- _AIM OF THE TASK_
Return the data from the line containing "Batch labeling job" through the line containing "0;703;1344;896", both included, without changing anything.

- _DATASET EXTRACT_
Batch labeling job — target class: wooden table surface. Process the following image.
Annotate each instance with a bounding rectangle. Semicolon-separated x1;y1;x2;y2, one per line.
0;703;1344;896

* * *

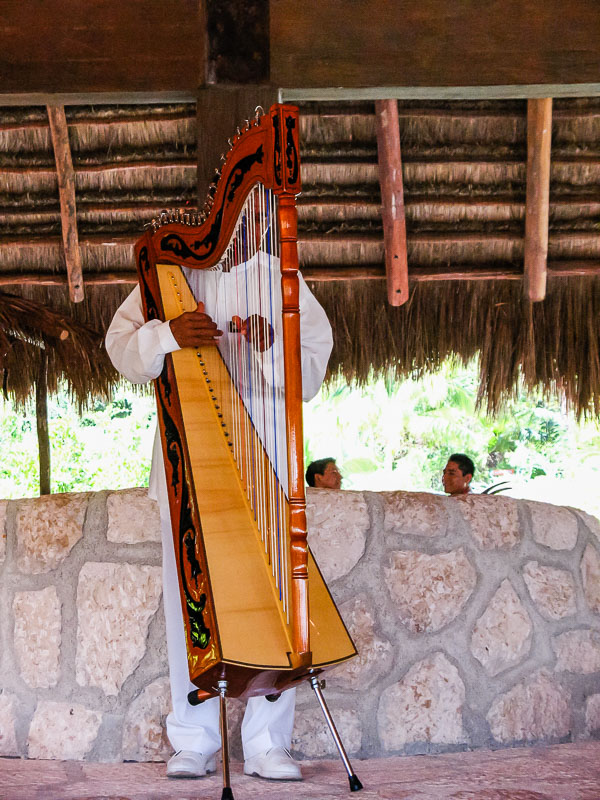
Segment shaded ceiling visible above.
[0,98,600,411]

- _FINAL ANSWER_
Batch labeling job — target class: wooden table surface. Process the following image.
Annotate each instance with a bounding rectangle. Semicolon-separated x1;y1;x2;y2, one per line.
0;703;1344;896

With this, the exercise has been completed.